### About this exercise
In full and without alteration, write out the lines below.

Extracted data entries
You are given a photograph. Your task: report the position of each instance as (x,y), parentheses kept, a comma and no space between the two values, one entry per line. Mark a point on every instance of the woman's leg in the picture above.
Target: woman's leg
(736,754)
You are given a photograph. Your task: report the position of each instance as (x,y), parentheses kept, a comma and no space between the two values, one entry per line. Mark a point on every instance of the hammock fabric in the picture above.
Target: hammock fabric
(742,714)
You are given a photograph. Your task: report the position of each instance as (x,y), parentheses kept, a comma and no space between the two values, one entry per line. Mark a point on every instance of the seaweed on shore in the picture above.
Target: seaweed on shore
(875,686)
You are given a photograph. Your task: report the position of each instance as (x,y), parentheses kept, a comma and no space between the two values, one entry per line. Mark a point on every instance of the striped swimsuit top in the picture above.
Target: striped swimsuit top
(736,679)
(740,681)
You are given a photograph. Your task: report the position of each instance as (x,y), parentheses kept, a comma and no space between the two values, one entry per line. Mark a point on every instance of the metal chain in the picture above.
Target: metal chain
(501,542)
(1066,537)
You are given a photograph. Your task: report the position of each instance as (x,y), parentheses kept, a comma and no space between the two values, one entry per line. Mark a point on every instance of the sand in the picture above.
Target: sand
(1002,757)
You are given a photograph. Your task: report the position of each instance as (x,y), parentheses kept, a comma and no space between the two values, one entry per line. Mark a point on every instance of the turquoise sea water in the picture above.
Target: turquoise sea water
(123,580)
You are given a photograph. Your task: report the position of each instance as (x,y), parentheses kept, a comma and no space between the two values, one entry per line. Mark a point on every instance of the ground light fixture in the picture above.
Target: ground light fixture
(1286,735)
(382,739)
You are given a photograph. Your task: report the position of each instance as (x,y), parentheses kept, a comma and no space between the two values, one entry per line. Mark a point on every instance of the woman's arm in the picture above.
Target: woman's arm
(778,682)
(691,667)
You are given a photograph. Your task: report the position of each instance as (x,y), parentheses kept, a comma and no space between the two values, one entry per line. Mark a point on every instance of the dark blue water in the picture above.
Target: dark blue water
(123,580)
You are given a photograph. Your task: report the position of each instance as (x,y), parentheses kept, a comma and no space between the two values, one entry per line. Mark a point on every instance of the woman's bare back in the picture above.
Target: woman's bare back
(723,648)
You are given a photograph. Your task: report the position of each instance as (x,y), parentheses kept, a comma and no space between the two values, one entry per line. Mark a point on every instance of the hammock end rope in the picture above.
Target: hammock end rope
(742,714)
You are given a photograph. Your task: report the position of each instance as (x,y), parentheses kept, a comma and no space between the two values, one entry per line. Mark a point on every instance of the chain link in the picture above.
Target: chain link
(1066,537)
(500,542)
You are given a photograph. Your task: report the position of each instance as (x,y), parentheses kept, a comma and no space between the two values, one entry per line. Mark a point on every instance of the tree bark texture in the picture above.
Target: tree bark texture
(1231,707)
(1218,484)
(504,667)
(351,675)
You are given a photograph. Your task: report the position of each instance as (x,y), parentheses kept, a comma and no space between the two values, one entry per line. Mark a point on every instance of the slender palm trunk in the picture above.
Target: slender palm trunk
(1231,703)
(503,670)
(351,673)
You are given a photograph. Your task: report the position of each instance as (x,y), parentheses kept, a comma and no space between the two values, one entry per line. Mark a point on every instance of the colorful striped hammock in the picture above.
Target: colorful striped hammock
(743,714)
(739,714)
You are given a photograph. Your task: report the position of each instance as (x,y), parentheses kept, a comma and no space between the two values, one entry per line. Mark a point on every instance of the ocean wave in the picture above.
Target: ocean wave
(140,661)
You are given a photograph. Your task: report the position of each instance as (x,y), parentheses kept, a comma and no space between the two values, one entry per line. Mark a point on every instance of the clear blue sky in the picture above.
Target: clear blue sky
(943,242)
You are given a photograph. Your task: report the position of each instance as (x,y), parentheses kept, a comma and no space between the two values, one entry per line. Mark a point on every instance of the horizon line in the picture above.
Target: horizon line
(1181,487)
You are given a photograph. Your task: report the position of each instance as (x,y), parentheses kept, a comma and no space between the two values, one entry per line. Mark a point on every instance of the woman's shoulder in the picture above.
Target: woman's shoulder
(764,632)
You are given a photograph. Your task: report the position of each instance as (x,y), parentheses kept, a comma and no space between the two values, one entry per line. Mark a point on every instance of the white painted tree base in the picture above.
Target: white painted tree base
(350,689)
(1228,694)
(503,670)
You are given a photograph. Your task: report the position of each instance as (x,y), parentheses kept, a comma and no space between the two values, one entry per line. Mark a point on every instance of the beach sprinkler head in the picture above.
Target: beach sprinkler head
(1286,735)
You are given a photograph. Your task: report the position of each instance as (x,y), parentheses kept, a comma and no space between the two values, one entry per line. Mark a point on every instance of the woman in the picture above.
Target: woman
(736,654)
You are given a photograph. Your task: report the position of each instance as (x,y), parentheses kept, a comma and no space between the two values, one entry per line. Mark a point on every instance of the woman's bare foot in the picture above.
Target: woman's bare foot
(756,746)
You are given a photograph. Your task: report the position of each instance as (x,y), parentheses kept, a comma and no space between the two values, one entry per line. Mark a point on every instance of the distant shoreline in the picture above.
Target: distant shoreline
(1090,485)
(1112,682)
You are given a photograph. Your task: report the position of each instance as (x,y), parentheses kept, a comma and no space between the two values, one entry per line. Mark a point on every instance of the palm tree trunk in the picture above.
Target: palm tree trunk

### Response
You are given a photograph. Your task: report the position of each instance as (x,y), parentheses kept, a comma and no space between the two values, one entry per line. Mark a point on every instance of the woman's leg in the picture above.
Target: woman's leg
(736,754)
You are given a photograph. Your task: report the position of each instance as (x,y), parentheses kept, a comma and no space between the two values, one entry per line. Mark a point on every instance of the hammock fabric in the picture above.
Target: hammock fabric
(742,714)
You are given a photograph. Your task: report the position of each instance as (x,y), parentheses kept, a comma and no space between the two values, one entry per line. Mark a point on every instance of the seaweed on shore in the picture above.
Target: seaweed on shore
(875,686)
You are given a photograph. Your task: report the position of each instance as (x,y), parentheses kept, a comma and no space between the two values, one entry per line. Mark a point on every instance of the striped swimsuit top in the picture above.
Target: striped swimsuit top
(736,679)
(740,681)
You are given a photograph. Your task: report the position of each instance as (x,y), parentheses kept, a comma and no space between the two values, one entry per line. Mark a point on every instance of the metal chain in the picture above.
Target: metal chain
(501,542)
(1066,537)
You are given a photograph. Your task: report the position of each instance as (x,y), parentheses kept, a comma and no space between the two values, one entry per line. Mark a point on every instance of the sand in the picture above.
Target: sand
(1002,757)
You are given a photograph. Your task: report the position of each instance as (x,y), parentheses kept, a comma and no space between the two values, one entry per line. Mark a point on every instance of the turquoise sea water in the picture above.
Target: turquoise sea water
(123,580)
You are given a photograph. Your task: report the position of each instance as (x,y), parentheses kept, a comma and no space between the two values, one entry per line. Mark a point on every instance of the ground light fixture in the picture above.
Target: ground light fixture
(1286,735)
(382,739)
You are given a photograph. Your task: report the position of each instance as (x,y), parentheses kept, a comma and no space between the two values, one entry per line. Mark a point on every instance of the woman's arm in the picture above.
Target: woman's arm
(778,682)
(691,667)
You are given a photograph. Your task: report the position of each instance as (x,y), parentheses kept, a comma and no space between the two values, one entry per line. Mark a point on every instance of the dark blue water in the picture above.
Target: dark blue water
(123,580)
You are given a photograph. Your task: report the position of each instance as (x,y), parentheses kept, a comma and no space between the two values, one entry per line. Mark a point on every instance of the woman's bare back in the picture above.
Target: woman's bare back
(723,648)
You are given a photograph. Your task: report the position of each instance as (x,y), parentheses kept, a comma and no space between the two values, one entry per line. Mark a point on every instance of the hammock end rope in the picture above.
Target: hammock end rope
(742,714)
You are given a photograph. Your task: report the position of each instance as (x,y), parentheses kept, a comma and no space between the two values, one entry per line. Mark a point on every instance of the chain link in the picture above.
Target: chain link
(1066,537)
(500,542)
You are given a photograph. Your task: report the position of each instance as (x,y), parentheses kept, a comma and no space between the two values, one entry per line. Mark a point on every instance of the tree bark texture in the picture above.
Target: tree bark texture
(1231,707)
(1218,484)
(504,667)
(351,675)
You are given a photograph. Your task: report the position of each instance as (x,y), parentheses kept, a comma and no space between the two values, one entry per line. Mark a point on every instance of the slender palm trunk in the picture above.
Target: slender palm trunk
(1231,703)
(503,670)
(351,673)
You are given a photograph. Your task: report the position of each instance as (x,y), parentheses kept, a comma and no space between the two values, one entry per line. Mark a point on every instance of the colorful striped hammock in the picture above.
Target: colorful striped hammock
(743,714)
(739,714)
You are given a photograph. Your task: report the position of each instance as (x,y), parentheses kept, a comma and no space between the two values, one entry per line. Mark a point on every instance of the ocean wave in the picture above.
Target: ocean wave
(140,661)
You are given a photograph. Your task: report the position of each instance as (x,y), parentheses kept, a comma and no space between the two values, one entry per line. Mark a point on every instance of the clear blue sky in the picture above.
Target: clear blue sky
(943,242)
You are given a photograph. Your task: report the position of each instance as (x,y), parentheses kept, a comma and no space between the two values, one entry per line. Mark a point on every instance of the horizon line in the picture above.
Target: horizon line
(1181,487)
You are given a photograph. Your task: report the position of each instance as (x,y), parentheses kept, a comma and no space between the two values, one entry per line. Mark a point on every instance of the woman's shoulder in the picture above.
Target: woman's shoulder
(764,632)
You are given a photograph. Your task: report the position of each instance as (x,y), parentheses kept, a comma and no space between the two values, one entry per line. Mark a point on every instance of the white painted tree base in the picture above.
Target: white painted tree base
(350,689)
(1228,694)
(503,670)
You are given a photograph. Your task: report the position of each instance as (x,y), parentheses kept, a comma and no space between the two values, one entry per line. Mark a point on every instance of the beach sprinkler head in the picture above.
Target: beach sprinkler head
(1286,735)
You are given a photograph. Your task: report the position of each instance as (x,y), parentheses kept, a comma and no space between the two values, one entry per line. Mark a point on every instance of the woman in the picture above.
Target: woman
(736,654)
You are given a photograph. Your task: report the position of each instance as (x,y), parentheses kept, a comma and no space between the two values, one entry per line. Mark a point on every instance of the woman's bare foot in the picture above.
Target: woman's bare foot
(756,746)
You are given a photograph. Your task: report the position of each instance as (x,y), parentheses kept, a comma and no space between the two values, one entry per line. Mark a point on every instance of the distant shoreline in the picture above.
Target: distant shoreline
(1090,485)
(1112,682)
You are given a photograph. Your task: report the position of each instance as (x,y), parentheses kept, a comma and no space between the two values, one entry per line. Mark a point on every instance of the palm tree trunk in the picture above.
Target: palm tree trunk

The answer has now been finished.